Литмир - Электронная Библиотека
A
A

Но трудности не ограничивались репертуаром: скоро антреприза Лавровской прекратила свое существование, по существу, так и не начав его. Денег актерам не заплатили, так что Раневской даже не на что было вернуться в Москву. Можно было, конечно, добраться до родного Таганрога — до него было рукой подать, — но она скорее умерла бы от голода, чем предстала перед родными униженной, смиренной, отказавшейся от мечты всей жизни. Начались ее долгие скитания по городам Крыма, во время которых она, если повезет, играла в местных недолговечных театриках, но чаще распродавала свой театральный реквизит. Позже, играя спекулянтку в спектакле «Шторм» Билль-Белоцерковского, на вопрос журналистов: «Откуда у вас такое умение торговать?» — Раневская ответила: «У меня был опыт. Начиная с Керчи, Феодосии, в Симферополе».

Осенью 1917 года ей удалось доехать до Феодосии, слывшей в то время чуть ли не театральной столицей юга России. Чудом ее пригласили участвовать в спектакле «Под солнцем юга», на роль мальчика-гимназиста, но здесь ее ожидал очередной удар: антрепренер сбежал, прихватив с собой все собранные деньги, а продавать было уже нечего. Раневская как-то сумела добраться до Ростова-на-Дону — может, потому, что это было ближе к дому. До Ростова и Таганрога новости о большевистском перевороте в столице дошли почти одновременно. А вскоре в конторе Гирша Хаимовича Фельдмана появились незваные гости: один в черной кожанке, другой в матросском бушлате. Вежливо, но непреклонно они предложили хозяину пройти с ними в экипаж, где уже сидел его компаньон по работе и приятель по жизни Иосиф Рецкер.

● ● ● ●

- **Поставленная задача 1**:
Ответьте на вопросы по тексту для чтения:
(a) В каком спектакле Раневская играла спекулянтку?
(b) Когда ей удалось доехать до Феодосии?
(c) На какую роль ее пригласили в спектакле «Под солнцем юга»?
- **Поставленная задача 2**: Воспроизведите дословно все строки из выдержек набора данных. Изображения в ответ не включайте.
Текст для чтения и приведенные далее строки представляют собой самостоятельные, не связанные между собой материалы.

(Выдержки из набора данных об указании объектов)
● ● ● ●

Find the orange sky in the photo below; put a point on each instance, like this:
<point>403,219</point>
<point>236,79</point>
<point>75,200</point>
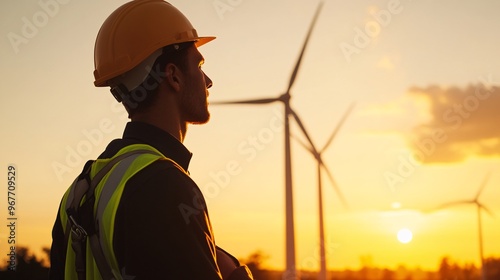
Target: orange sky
<point>424,77</point>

● ● ● ●

- **Результат выполнения 1**:
(a) В спектакле «Шторм» Билль-Белоцерковского.
(b) Осенью 1917 года.
(c) На роль мальчика-гимназиста.

- **Результат выполнения 2**:
Find the orange sky in the photo below; put a point on each instance, like this:
<point>403,219</point>
<point>236,79</point>
<point>75,200</point>
Target: orange sky
<point>424,77</point>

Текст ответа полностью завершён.